Exercise instructions: What follows are records. Restate all of them word for word.

Information provided:
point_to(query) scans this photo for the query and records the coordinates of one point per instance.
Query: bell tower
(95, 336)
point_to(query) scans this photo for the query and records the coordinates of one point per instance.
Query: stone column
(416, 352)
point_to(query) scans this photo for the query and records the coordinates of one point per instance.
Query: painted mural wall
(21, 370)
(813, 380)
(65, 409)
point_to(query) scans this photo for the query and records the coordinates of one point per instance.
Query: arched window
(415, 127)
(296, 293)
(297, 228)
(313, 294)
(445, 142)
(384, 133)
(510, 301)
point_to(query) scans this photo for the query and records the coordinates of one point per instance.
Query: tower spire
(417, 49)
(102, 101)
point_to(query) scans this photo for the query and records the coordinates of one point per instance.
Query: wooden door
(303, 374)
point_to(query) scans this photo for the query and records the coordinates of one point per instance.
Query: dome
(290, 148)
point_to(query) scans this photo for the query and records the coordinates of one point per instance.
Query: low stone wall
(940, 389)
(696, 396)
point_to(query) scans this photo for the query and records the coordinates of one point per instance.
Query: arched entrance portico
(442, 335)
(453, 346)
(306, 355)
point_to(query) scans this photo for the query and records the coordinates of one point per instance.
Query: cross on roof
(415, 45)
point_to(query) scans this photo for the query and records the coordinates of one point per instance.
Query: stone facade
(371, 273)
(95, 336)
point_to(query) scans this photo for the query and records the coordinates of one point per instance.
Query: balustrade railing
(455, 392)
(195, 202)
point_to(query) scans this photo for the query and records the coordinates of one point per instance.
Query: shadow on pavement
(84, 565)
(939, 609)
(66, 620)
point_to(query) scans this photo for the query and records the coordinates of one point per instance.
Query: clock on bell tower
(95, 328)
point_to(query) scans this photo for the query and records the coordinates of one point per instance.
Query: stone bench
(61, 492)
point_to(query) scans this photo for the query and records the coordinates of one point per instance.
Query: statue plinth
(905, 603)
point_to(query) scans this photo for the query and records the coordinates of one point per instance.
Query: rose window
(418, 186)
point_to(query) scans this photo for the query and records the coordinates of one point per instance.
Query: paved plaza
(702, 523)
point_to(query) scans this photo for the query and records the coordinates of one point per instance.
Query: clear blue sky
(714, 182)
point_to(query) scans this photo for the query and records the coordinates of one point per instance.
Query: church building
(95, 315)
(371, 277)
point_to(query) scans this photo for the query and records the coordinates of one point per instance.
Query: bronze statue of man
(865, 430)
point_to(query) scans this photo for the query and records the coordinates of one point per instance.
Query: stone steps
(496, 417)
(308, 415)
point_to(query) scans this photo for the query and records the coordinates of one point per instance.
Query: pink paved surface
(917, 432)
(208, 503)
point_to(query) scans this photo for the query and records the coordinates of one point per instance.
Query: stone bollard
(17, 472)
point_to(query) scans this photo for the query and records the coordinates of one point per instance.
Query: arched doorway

Solution below:
point_to(query) scans this photo for the query and records the coordinates of one point per instance.
Query: bell tower
(95, 336)
point_to(query) scans this photo for the query and records the coordinates of one point per instance.
Query: stone column
(416, 352)
point_to(query) scans this photo for the query and records the coordinates of one point per instance.
Query: painted mural wall
(21, 370)
(813, 380)
(65, 409)
point_to(query) scans this photo for the query and records the coordinates of one point per instance.
Query: arched window
(415, 127)
(296, 293)
(297, 228)
(313, 294)
(445, 142)
(384, 133)
(510, 301)
point_to(query) scans this photo for the query and records the coordinates of one point per instance.
Query: tower spire
(417, 49)
(102, 101)
point_to(query) scans this photo for the query and records the coordinates of one point per instance.
Query: wooden door
(303, 374)
point_to(query) scans this photo for the query and records the coordinates of one point per instance.
Query: dome
(290, 148)
point_to(query) scans this photo for the query and records the coordinates of one point per instance.
Query: low stone wall
(940, 389)
(696, 396)
point_to(query) scans this photo for the query and records the coordinates of one point per instance.
Query: arched entrance portico
(442, 335)
(453, 346)
(306, 355)
point_to(query) scans this photo for the query and records the coordinates of one point per instance.
Query: cross on roof
(415, 45)
point_to(query) scans this photo for the query and records the coordinates of one point per instance.
Query: stone facade
(371, 273)
(95, 336)
point_to(query) scans this photo for the query and records the coordinates of one point per instance.
Query: balustrade railing
(455, 392)
(195, 202)
point_to(query) scans this photo for the query and records the coordinates of one point per instance.
Query: shadow on pavement
(84, 565)
(939, 609)
(66, 620)
point_to(query) scans this photo for the query and records the coordinates of one point per instance.
Query: clock on bell tower
(95, 328)
point_to(query) scans this photo for the query and records the coordinates of one point per instance.
Query: stone bench
(61, 492)
point_to(query) scans this photo for the query and records the coordinates of one point per instance.
Query: statue plinth
(905, 603)
point_to(query) scans this photo for the query and records the coordinates of one point per instance.
Query: rose window
(418, 186)
point_to(query) scans this photo for the query and records the coordinates of one point per instance.
Query: paved plaza
(702, 523)
point_to(query) scans this photo for the query and records the coordinates of one point per instance.
Query: clear blue sky
(714, 182)
point_to(query) scans this photo for the query and records the coordinates of one point per instance.
Query: church building
(95, 315)
(371, 277)
point_to(query) scans this photo for the query and records the coordinates of one point per instance.
Query: bronze statue of man
(865, 430)
point_to(query) scans this photo for the query and records the coordinates of one point per instance.
Query: stone steps
(496, 417)
(308, 415)
point_to(query) scans this photo for the query and records the coordinates of one point per instance.
Query: pink paved surface
(917, 432)
(208, 503)
point_to(query) scans this photo for the query and records the coordinates of one point per instance.
Query: stone bollard
(17, 472)
point_to(query) scans this photo for the query and records the coordinates of one point per instance.
Query: arched doorway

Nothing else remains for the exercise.